#### [Goal of the exercise]
Locate every line in the items below that contains the string "annotate", and copy each such line in full.

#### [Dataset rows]
********
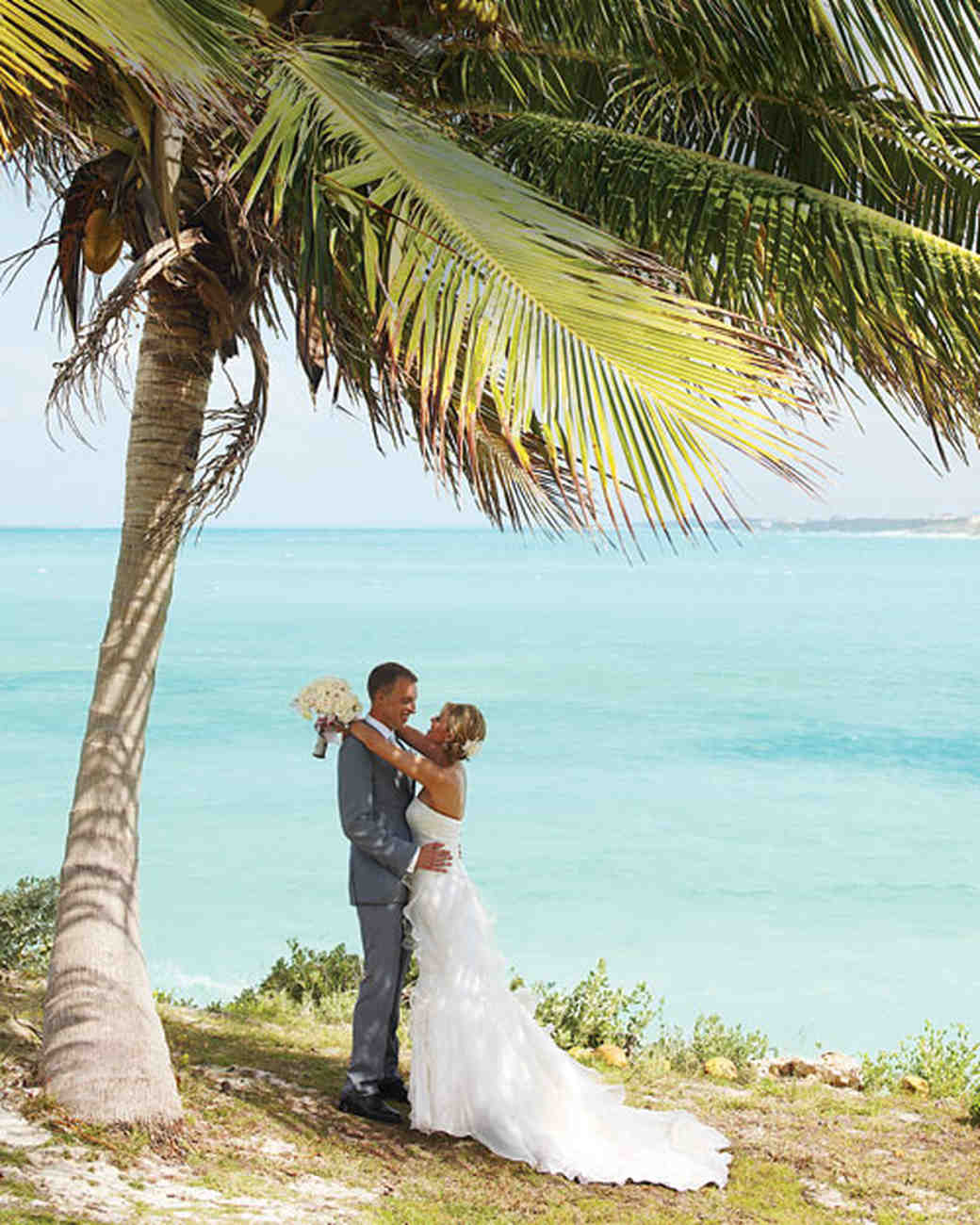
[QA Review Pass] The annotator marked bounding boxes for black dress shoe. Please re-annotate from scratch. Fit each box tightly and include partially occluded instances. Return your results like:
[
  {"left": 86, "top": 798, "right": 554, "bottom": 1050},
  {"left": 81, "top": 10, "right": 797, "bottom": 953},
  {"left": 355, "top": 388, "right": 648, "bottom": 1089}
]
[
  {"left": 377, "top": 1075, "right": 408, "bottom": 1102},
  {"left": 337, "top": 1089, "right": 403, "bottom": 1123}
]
********
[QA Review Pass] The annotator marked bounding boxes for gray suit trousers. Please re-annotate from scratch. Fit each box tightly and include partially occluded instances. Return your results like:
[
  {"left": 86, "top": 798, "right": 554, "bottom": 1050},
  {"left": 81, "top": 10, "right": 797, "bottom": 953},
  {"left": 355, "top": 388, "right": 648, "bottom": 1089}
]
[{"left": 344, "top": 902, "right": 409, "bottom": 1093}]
********
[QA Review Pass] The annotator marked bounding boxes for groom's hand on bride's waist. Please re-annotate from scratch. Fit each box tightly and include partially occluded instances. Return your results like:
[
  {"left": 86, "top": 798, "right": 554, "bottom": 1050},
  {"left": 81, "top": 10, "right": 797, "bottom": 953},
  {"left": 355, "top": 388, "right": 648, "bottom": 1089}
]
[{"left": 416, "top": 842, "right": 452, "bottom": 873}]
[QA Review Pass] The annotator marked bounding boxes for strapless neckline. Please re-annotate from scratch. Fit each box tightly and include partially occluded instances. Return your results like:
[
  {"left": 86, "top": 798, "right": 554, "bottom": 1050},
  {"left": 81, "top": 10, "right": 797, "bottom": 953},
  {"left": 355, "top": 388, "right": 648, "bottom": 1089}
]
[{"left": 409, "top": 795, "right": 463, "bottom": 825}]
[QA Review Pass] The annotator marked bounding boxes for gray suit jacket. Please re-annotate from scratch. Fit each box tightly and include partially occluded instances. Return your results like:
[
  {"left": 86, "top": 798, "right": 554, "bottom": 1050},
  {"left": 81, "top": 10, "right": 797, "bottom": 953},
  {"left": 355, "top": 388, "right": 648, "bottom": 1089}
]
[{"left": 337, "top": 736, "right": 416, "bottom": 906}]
********
#### [Complete response]
[QA Review Pass] The annotator marked bounding boxes for black dress shoe. Please re-annotate from scratch. Fit each box tightly and include partially occluded instances. Return your results like:
[QA Review Pass] The annotator marked bounding boxes for gray suit trousers. Please re-annotate from scratch. Fit each box tightly and include partially occluded instances. Return your results like:
[QA Review Pass] The annotator marked bounding boxes for groom's hand on bride's waist. Please re-annotate from scratch. Fit each box tightly and include partially occluded instances. Return your results like:
[QA Review Pass] The annotator marked bounding boxes for strapless neckline. Please re-annotate from scratch. Fit each box tightly and include partially occluded instances. Return your results like:
[QA Review Pass] The annotator marked bounding boxes for gray suit jacket. Please re-annotate from scratch. Fit each box tightly and include partially occluded instances. Return your results like:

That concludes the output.